#### [YOUR GOAL]
Could you repeat, word for word, only the lines from the one containing "Target: mitten" through the final line of the records below?

==== EXERCISE DATA ====

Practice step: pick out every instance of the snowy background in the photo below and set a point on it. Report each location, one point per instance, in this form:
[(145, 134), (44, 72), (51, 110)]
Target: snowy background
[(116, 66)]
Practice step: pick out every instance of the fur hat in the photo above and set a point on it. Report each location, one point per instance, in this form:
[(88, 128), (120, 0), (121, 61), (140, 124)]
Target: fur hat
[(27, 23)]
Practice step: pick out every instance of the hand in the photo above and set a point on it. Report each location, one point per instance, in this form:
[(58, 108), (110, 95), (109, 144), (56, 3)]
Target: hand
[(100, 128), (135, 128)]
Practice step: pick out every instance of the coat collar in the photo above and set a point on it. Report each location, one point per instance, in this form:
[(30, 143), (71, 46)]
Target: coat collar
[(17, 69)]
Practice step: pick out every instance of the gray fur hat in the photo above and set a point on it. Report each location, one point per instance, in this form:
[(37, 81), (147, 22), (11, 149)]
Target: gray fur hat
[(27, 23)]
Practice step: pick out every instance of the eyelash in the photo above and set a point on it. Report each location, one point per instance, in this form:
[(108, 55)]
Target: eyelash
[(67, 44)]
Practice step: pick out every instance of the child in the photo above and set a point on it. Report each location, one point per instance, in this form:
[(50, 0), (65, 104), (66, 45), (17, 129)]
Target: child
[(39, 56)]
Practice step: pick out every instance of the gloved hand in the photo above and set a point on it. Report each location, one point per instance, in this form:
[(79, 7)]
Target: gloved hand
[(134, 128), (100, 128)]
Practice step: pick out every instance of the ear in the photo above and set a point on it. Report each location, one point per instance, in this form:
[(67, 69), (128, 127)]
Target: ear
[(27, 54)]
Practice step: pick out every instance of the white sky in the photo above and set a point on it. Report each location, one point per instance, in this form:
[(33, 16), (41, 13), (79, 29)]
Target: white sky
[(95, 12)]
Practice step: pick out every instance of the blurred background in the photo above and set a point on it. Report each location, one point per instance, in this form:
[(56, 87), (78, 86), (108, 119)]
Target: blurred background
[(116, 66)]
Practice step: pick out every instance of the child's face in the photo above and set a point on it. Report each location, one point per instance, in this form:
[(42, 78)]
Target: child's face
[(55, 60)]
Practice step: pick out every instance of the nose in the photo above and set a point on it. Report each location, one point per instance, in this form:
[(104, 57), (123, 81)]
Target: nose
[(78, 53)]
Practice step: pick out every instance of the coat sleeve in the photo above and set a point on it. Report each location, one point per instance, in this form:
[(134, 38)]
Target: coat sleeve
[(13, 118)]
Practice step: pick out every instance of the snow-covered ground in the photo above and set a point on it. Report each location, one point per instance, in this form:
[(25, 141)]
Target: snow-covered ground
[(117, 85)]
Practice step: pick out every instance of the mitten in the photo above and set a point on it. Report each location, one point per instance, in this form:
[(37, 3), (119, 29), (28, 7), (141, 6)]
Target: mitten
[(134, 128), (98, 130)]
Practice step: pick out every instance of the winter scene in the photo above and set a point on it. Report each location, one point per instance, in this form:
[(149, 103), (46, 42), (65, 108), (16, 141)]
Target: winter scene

====

#### [ANSWER SECTION]
Target: mitten
[(134, 128), (98, 130)]
Practice step: pick out every instance of the winter scene in the photo above and set a point on it. Report each location, one point per instance, in this form:
[(149, 103), (46, 42), (65, 108), (16, 141)]
Target: winter scene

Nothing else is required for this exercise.